What you need to do:
(a) Summarize the CP-SAT exercise sheet in two sentences.
(b) In the CP-SAT exercise sheet, substitute "network library" for "graph library" and write out the part from "NetworkX is a" to "for our needs.".
(c) Proceed with the CP-SAT exercise sheet after its last sentence and write what comes next.

Passage to read:
::::::::
Skip to content

Latest commit

 

History

History

01_cpsat

Folders and files

NameName
Last commit message
Last commit date

parent directory

..
 
 
 
 
 
 

Exercise Sheet 01: Constraint Programming with CP-SAT

Algorithms Lab Winter 2023/24 - Dr. Dominik Krupke and Gabriel Gehrke, TU Braunschweig, IBR, Algorithms Group

You probably already know SQL as a way to declaratively work with data: Describe which data you want, and the database system will try to provide them as quickly as possible. Now imagine the same for optimization problems: Describe the variables, an objective (a score for how good a solution is), and constraints that have to be satisfied, and the system tries to provide you with the best variable assignment (i.e., solution) satisfying all constraints. Of course, this is a significantly harder task as the system may have to solve NP-hard problems. Such a system also gets pretty close to generic artificial intelligence that can solve any problem you state. While you cannot expect such a system to work for all problems you state, there actually exist some that are powerful enough for many real problems. The general term for this is Constraint Programming, but things are not as much standardized as for databases and the implementations vary a lot. Here, we will learn how to use CP-SAT of Google's ortools-suite to solve combinatorial optimization problems.

Installation

The installation of CP-SAT, which is part of the ortools package, is very easy and can be done via pip.

pip install -U ortools

This command will also update an existing installation of ortools. As this tool is in active development, it is recommendable to update it frequently. We actually encountered wrong behavior, i.e., bugs, in earlier versions that then have been fixed by updates (this was on some more advanced features, don't worry about correctness with basic usage).

You may ask why we are using a tool that is still in active development. The reason is that CP-SAT is not only one of the most powerful constraint solvers available, but also very easy to install and use.

You will also commonly need the networkx and matplotlib libraries. You can install them via pip as well.

pip install networkx matplotlib

NetworkX is a very useful graph library, which implements many useful data structures and algorithms associated with problems rooted in graph theory. It is purely written in Python, which makes it rather slow in certain cases. But, it will suffice for our needs.

Matplotlib is a comprehensive library for creating static, animated, and interactive visualizations in Python. We will mostly use it to plot graph drawings and visualize solutions to the optimization problems we aim to solve.

Example

Before we dive into any internals, let us take a quick look at a simple application of CP-SAT. This example is so simple that you could solve it by hand, but know that CP-SAT would (probably) be fine with you adding a thousand (maybe even ten- or hundred-thousand) variables and constraints more. The basic idea of using CP-SAT is, analogous to MIPs, to define an optimization problem in terms of variables, constraints, and objective function, and then let the solver find a solution for it. We call such a formulation that can be understood by the corresponding solver a model for the problem. For people not familiar with this declarative approach, you can compare it to SQL, where you also just state what data you want, not how to get it. However, it is not purely declarative, because it can still make a huge(!) difference how you model the problem and getting that right takes some experience and understanding of the internals. You can still get lucky for smaller problems (let us say a few hundred to thousands of variables) and obtain optimal solutions without having an idea of what is going on. The solvers can handle more and more 'bad' problem models effectively with every year.
::::::::
Supplied information:
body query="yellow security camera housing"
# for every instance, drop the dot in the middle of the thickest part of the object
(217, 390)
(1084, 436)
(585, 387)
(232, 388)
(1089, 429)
::::::::
Answers for this exercise:
(a) The sheet presents constraint programming as a declarative approach in which you describe variables, an objective, and constraints, and a system searches for the best assignment that satisfies all constraints; it says the course will use CP-SAT from Google's ortools suite for combinatorial optimization problems. It explains how to install ortools, networkx, and matplotlib with pip, and it describes a model as a formulation of variables, constraints, and objective function that the solver understands, adding that how you model a problem can still make a huge difference.

(b)
NetworkX is a very useful network library, which implements many useful data structures and algorithms associated with problems rooted in graph theory. It is purely written in Python, which makes it rather slow in certain cases. But, it will suffice for our needs.

(c)
Definition: A model in mathematical programming refers to a mathematical description of a problem, consisting of variables, constraints, and optionally an objective function that can be understood by the corresponding solver class. Modelling refers to transforming a problem (instance) into the corresponding framework, e.g., by making all constraints linear as required for Mixed Integer Linear Programming. Be aware that the SAT-community uses the term model to refer to a (feasible) variable assignment, i.e., solution of a SAT-formula. If you struggle with this terminology, maybe you want to read this short guide on Math Programming Modelling Basics.

Our first problem has no deeper meaning, except of showing the basic workflow of creating the variables (x and y), adding the constraint x+y<=30 on them, setting the objective function (maximize 30x + 50y), and obtaining a solution:

from ortools.sat.python import cp_model

model = cp_model.CpModel()

# Variables
x = model.NewIntVar(
    0, 100, "x"
)  # you always need to specify a lower and an upper bound for the variable's domain.
y = model.NewIntVar(0, 100, "y")
# there are also no continuous, i.e. "floating point" variables: You have to decide for a resolution and then work on integers. E.g.: {0.25, 0.125} -> {250, 125}

# Constraints
model.Add(x + y <= 30)

# Objective
model.Maximize(30 * x + 50 * y)

# Solve
solver = cp_model.CpSolver()
status = solver.Solve(model)
assert (
    status == cp_model.OPTIMAL
)  # The status tells us if we were able to compute a solution and if the solver managed to prove optimality.
print(f"x={solver.Value(x)},  y={solver.Value(y)}")
print("=====Stats:======")
print(solver.SolutionInfo())
print(solver.ResponseStats())
x=0,  y=30
=====Stats:======
default_lp
CpSolverResponse summary:
status: OPTIMAL
objective: 1500
best_bound: 1500
booleans: 1
conflicts: 0
branches: 1
propagations: 0
integer_propagations: 2
restarts: 1
lp_iterations: 0
walltime: 0.00289923
usertime: 0.00289951
deterministic_time: 8e-08
gap_integral: 5.11888e-07

Pretty easy, right? For solving a generic problem, not just one specific instance, you would of course create a dictionary or list of variables and use something like model.Add(sum(vars)<=n), because you don't want to create the model by hand for larger instances.

The output you get may differ from the one above, because CP-SAT actually uses a set of different strategies in parallel, and just returns the best one (which can differ slightly between multiple runs due to additional randomness). This is called a portfolio strategy and is a common technique in combinatorial optimization, if you cannot predict which strategy will perform best.

The mathematical model of the code above would usually be written by experts something like this:

$$\max 30x + 50y$$ $$\text{s.t. } x+y \leq 30$$ $$\quad 0\leq x \leq 100$$ $$\quad 0\leq y \leq 100$$ $$x,y \in \mathbb{Z}$$

The s.t. stands for subject to, sometimes also read as such that.

Here are some further examples, if you are not yet satisfied:

  • N-queens (this one also gives you a quick introduction to constraint programming, but it may be misleading because CP-SAT is no classical FD(Finite Domain)-solver. This example probably has been modified from the previous generation, which is also explained at the end.)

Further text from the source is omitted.